I am not entirely sure that is possible…

Wednesday, November 11, 2009

Blindness

what would happen if one by one we all lost our sight? what would happen then if anybody who was blind were locked up in an isolated area? what if food were not enough for everybody and what if someone tried to take control of it?

Those questions are addressed in the movie "Blindness". The people in this movie had jobs, lives, education, purpose, hopes, dreams and freedom before they were blind and automatically locked up in a building. What happened inside that place could be described as horrific and unlikely but is it really?

What actions are identified as human nature and what is considered fiction? Would someone try to take control over the food? would someone want to take advantage of the situation and try to take people's possessions in exchange of food? since nobody has any money once their valuables are gone what do you think they will go for?

Survival is human nature but what does that entail? are we incapable of surviving without taking control over others? hurting, taking advantage or even killing each other?

No, I refuse to think of our kind as intolerable and cruel. Now the movie showed two different kinds of leadership... the tyrant (male) and the caretaker (female). This suggests that the difference in testosterone and estrogen in males and females has a deep impact on our actions and the way we react to stressful situations.

Would the world be a better place if women had the power or the simple fact of making them the powerful sex make them tyrants?

It's too soon to tell but I hope I get to see that before my time is done here...

Thursday, October 22, 2009

infidelity

This is a work in progress so bear with me. After a long conversation with a friend I realized a few things (which might not be new but now I'm sure about them).
1) Infidelity is variable. It not only changes with time but also by geographic location.
2) Men understand that they need to eventually sleep with a different woman (no feelings involved) because it keeps them young.
3) Women believe that a man that sleeps with a different woman doesn't love her anymore.
4) Older men are more skilled in prioritizing and seeing the full picture. They do not risk a whole life with someone for a short term fling with a younger hotter thing.
5) When women cheat it is because their man is not taking care of her needs (emotionally or physically).

to be continued

Tuesday, October 20, 2009

Rom-Coms

There was a time when I loved rom-coms. I could watch them over and over. It didn't matter which one it was. My favorite of all times is "My best friend's wedding." But now I can't sit though one without getting emotional and wondering why I made the stupid mistake to sit though another cheesy love story.
I just watched "Ghosts of Girlfriends Past" and this may be weird but I identify more with Connor (Matthew McConaughey's character) than with the female lead. I am still hurting inside and even though I've made a lot of progress on the outside, I feel like the wound is still open and sometimes it bleeds.

__________

■ Given exercise 1:
In the blog excerpt, what does the writer call their favorite rom-com of all time?
■ Given exercise 2:
Reproduce the stretch of the blog excerpt from "I am not entirely" through "control of it?".

■ Excerpted data:
__________

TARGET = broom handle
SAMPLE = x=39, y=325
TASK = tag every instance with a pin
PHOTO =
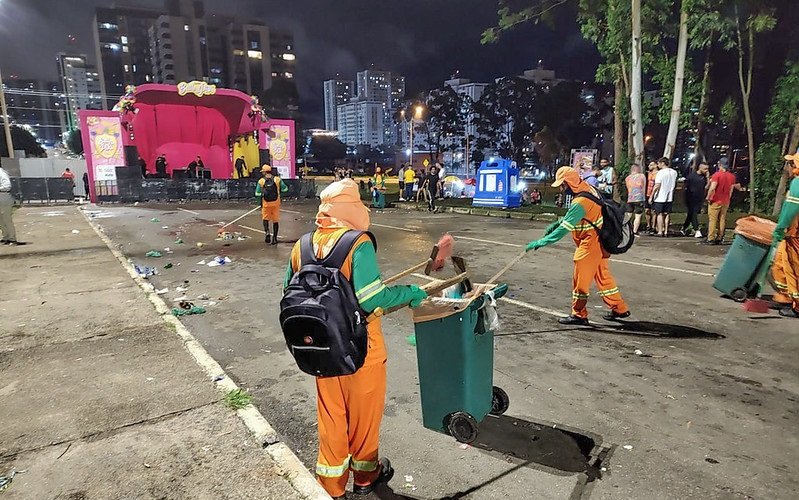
x=239, y=218
x=505, y=269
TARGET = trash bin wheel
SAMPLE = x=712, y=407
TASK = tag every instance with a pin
x=739, y=295
x=463, y=427
x=499, y=401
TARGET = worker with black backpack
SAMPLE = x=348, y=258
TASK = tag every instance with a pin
x=599, y=229
x=268, y=190
x=332, y=285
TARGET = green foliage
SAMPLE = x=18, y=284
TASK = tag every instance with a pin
x=23, y=140
x=785, y=104
x=74, y=141
x=768, y=169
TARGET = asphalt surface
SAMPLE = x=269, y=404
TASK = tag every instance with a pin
x=707, y=409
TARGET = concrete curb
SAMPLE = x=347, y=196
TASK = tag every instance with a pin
x=262, y=431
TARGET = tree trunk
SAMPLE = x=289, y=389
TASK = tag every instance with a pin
x=792, y=147
x=679, y=77
x=635, y=90
x=618, y=125
x=746, y=89
x=699, y=150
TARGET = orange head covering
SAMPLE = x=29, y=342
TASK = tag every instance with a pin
x=341, y=206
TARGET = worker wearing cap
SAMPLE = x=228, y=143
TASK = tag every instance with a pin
x=590, y=259
x=785, y=270
x=268, y=190
x=350, y=407
x=379, y=189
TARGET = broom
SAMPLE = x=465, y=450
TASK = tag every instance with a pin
x=757, y=305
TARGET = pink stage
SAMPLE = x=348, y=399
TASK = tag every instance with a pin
x=184, y=126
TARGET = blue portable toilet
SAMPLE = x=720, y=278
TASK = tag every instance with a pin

__________

■ Finished answer 1:
"My best friend's wedding."

■ Finished answer 2:
I am not entirely sure that is possible…

Wednesday, November 11, 2009

Blindness

what would happen if one by one we all lost our sight? what would happen then if anybody who was blind were locked up in an isolated area? what if food were not enough for everybody and what if someone tried to take control of it?